PROBLEMS TO WORK ON:
**A.** Decide whether each of these statements agrees with the text on the Idrimi tablets: (i) Leonard Woolley excavated the first tablet; (ii) the second tablet dates back to c. 1500 BC; (iii) Niqmepa was Idrimi's son. For each one, give yes or no and quote the words of the text that decide it.
**B.** Retype the part of the text on the Idrimi tablets from "This tablet (shown left)" up to and including "his own self-deification.".

TEXT EXCERPT:
___

This tablet (shown left) was excavated by Leonard Woolley between 1936 and 1949 at Tell Atchana (Alalakh) in northern Syria. It dates back to c. 1500–1450 BC. The tablet contained Idrimi's royal seal and revealed an agreement that Idrimi made for the annual dues of gold and sheep to be paid to him or to his successor, his son Niqmepa, who often used his own father's seal. The seal's inscription also read: "Idrimi, servant of the God Adad" (the local storm-god in Alalakh). The tablet suggested that Idrimi not only wielded absolute power in Alalakh, but it also suggested that Idrimi had exercised some independence through his own self-deification.

===Idrimi tablet 2===
This tablet (shown right) was excavated at Tell Atchana in northern Syria between 1936 and 1949 and dates back to c. 1480 BC. It was a treaty that Idrimi made with another vassal ruler to Mitanni, Pilliya of Kizzuwatna. The treaty was for fugitives exchanges between Idrimi and Pilliya.

___

Data records:
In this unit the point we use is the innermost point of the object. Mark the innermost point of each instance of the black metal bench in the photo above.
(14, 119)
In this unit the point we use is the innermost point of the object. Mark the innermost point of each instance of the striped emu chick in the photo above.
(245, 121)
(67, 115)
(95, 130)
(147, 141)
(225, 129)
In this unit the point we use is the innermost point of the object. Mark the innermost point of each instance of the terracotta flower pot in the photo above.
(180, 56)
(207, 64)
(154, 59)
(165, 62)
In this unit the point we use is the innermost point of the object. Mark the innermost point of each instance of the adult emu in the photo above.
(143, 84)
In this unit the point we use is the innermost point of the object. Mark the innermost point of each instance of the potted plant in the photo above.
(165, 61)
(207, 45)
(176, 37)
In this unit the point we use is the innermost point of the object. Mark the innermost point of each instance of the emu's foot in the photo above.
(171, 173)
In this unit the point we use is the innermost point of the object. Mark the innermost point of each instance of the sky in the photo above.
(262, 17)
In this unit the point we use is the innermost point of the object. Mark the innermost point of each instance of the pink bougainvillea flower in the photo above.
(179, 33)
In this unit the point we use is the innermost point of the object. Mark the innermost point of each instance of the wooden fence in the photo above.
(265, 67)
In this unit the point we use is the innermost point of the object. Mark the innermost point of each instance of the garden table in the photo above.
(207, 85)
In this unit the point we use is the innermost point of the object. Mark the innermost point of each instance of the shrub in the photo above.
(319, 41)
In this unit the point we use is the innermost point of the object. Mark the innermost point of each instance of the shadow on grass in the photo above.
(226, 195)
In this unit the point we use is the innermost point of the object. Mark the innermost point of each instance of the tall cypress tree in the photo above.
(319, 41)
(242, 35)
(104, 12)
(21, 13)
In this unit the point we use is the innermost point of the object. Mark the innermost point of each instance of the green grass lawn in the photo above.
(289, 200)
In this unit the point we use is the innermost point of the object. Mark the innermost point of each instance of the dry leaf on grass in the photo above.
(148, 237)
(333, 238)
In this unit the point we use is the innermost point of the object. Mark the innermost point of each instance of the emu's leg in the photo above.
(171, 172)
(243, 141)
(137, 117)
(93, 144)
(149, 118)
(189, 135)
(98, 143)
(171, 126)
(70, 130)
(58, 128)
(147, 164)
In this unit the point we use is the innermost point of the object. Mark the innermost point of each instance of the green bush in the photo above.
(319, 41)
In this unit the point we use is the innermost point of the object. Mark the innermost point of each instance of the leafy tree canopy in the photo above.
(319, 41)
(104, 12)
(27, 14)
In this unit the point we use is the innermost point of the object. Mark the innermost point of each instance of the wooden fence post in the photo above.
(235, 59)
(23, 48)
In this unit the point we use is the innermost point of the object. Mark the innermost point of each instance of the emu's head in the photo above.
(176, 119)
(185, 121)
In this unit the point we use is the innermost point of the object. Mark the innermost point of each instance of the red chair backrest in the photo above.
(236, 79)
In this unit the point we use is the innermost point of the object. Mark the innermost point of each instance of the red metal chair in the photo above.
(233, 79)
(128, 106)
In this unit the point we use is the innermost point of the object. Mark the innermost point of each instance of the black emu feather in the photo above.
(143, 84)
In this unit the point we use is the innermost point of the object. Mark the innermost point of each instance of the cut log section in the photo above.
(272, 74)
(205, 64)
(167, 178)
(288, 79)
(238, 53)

___

RESULTS FOR THE EXERCISE:
**A.**
(i) Yes: "was excavated by Leonard Woolley between 1936 and 1949"
(ii) No: "dates back to c. 1480 BC"
(iii) Yes: "his son Niqmepa"

**B.**
This tablet (shown left) was excavated by Leonard Woolley between 1936 and 1949 at Tell Atchana (Alalakh) in northern Syria. It dates back to c. 1500–1450 BC. The tablet contained Idrimi's royal seal and revealed an agreement that Idrimi made for the annual dues of gold and sheep to be paid to him or to his successor, his son Niqmepa, who often used his own father's seal. The seal's inscription also read: "Idrimi, servant of the God Adad" (the local storm-god in Alalakh). The tablet suggested that Idrimi not only wielded absolute power in Alalakh, but it also suggested that Idrimi had exercised some independence through his own self-deification.